_WHAT YOU WILL DO_
Quote the full listing word for word.
— start —
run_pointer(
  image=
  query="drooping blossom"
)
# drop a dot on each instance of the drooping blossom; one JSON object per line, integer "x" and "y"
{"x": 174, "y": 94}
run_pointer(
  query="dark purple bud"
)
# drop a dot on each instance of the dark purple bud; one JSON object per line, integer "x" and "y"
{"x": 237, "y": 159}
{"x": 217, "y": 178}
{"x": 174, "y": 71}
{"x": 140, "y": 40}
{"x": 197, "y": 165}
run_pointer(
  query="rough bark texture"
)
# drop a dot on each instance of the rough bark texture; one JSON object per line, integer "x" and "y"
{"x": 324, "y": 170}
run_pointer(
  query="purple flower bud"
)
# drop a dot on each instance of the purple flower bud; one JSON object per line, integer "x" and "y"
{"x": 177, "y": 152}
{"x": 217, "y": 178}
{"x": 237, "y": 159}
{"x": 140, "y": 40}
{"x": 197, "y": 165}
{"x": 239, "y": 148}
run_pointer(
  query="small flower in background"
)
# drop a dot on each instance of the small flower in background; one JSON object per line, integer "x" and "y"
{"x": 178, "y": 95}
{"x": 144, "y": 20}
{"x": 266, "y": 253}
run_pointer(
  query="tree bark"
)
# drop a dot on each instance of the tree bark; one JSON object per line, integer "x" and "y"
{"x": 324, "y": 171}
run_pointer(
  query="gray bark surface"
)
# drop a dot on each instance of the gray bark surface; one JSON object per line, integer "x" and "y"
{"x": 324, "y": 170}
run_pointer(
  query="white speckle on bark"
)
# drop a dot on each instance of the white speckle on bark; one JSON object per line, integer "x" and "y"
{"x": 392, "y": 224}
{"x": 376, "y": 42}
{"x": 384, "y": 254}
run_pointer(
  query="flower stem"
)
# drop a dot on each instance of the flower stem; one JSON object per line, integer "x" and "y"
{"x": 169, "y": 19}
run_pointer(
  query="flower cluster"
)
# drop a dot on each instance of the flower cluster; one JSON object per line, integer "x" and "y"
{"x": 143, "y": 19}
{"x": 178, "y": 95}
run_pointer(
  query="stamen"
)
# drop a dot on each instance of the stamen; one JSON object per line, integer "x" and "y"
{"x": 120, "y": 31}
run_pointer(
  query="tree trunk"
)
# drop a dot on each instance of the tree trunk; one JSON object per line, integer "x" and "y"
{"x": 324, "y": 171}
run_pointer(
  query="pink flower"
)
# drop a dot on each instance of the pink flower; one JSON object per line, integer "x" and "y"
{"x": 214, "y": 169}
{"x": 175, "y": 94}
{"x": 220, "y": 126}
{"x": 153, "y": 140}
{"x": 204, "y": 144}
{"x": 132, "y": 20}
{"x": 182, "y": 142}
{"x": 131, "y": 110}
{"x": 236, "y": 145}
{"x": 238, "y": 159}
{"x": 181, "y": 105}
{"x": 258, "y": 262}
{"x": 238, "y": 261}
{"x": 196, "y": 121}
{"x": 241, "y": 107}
— end —
_COMPLETE ANSWER_
run_pointer(
  image=
  query="drooping blossom"
)
# drop a dot on each instance of the drooping blossom; one JSON object per line, integer "x" and "y"
{"x": 174, "y": 94}
run_pointer(
  query="dark purple bud"
)
# drop a dot on each instance of the dark purple bud; one JSON object per line, integer "x" and "y"
{"x": 237, "y": 159}
{"x": 217, "y": 178}
{"x": 174, "y": 71}
{"x": 140, "y": 40}
{"x": 197, "y": 165}
run_pointer(
  query="rough bark texture"
)
# drop a dot on each instance of the rough bark texture; one JSON object per line, integer "x" and "y"
{"x": 324, "y": 170}
run_pointer(
  query="purple flower bud"
)
# drop a dot on each instance of the purple flower bud; one JSON object per line, integer "x" and "y"
{"x": 177, "y": 152}
{"x": 217, "y": 178}
{"x": 237, "y": 159}
{"x": 140, "y": 40}
{"x": 197, "y": 165}
{"x": 239, "y": 148}
run_pointer(
  query="small flower in background"
)
# drop a dot on each instance of the small flower in background; one JSON object per line, integer "x" and "y"
{"x": 178, "y": 95}
{"x": 144, "y": 20}
{"x": 266, "y": 253}
run_pointer(
  query="tree bark"
)
# drop a dot on each instance of the tree bark; one JSON object per line, integer "x" and "y"
{"x": 324, "y": 171}
run_pointer(
  query="gray bark surface"
)
# drop a dot on each instance of the gray bark surface; one JSON object per line, integer "x" and "y"
{"x": 324, "y": 170}
run_pointer(
  query="white speckle on bark"
)
# drop a dot on each instance of the white speckle on bark; one JSON object per line, integer "x" and "y"
{"x": 392, "y": 224}
{"x": 376, "y": 42}
{"x": 384, "y": 254}
run_pointer(
  query="flower stem"
)
# drop a dot on each instance of the flower stem; one JSON object per line, integer "x" and "y"
{"x": 169, "y": 19}
run_pointer(
  query="flower cluster"
)
# drop a dot on each instance of the flower cluster; one JSON object per line, integer "x" and "y"
{"x": 143, "y": 19}
{"x": 178, "y": 95}
run_pointer(
  query="stamen"
)
# drop a dot on each instance of the stamen; one JSON object per line, integer "x" and "y"
{"x": 120, "y": 31}
run_pointer(
  query="tree trunk"
)
# drop a dot on each instance of the tree trunk; one JSON object per line, integer "x" and "y"
{"x": 324, "y": 171}
run_pointer(
  query="pink flower"
)
# drop a dot on each instance of the pink flower; one JSON object per line, integer "x" and "y"
{"x": 214, "y": 169}
{"x": 175, "y": 94}
{"x": 220, "y": 126}
{"x": 153, "y": 140}
{"x": 204, "y": 144}
{"x": 132, "y": 20}
{"x": 182, "y": 142}
{"x": 131, "y": 110}
{"x": 236, "y": 145}
{"x": 238, "y": 159}
{"x": 181, "y": 105}
{"x": 258, "y": 262}
{"x": 238, "y": 261}
{"x": 196, "y": 121}
{"x": 241, "y": 107}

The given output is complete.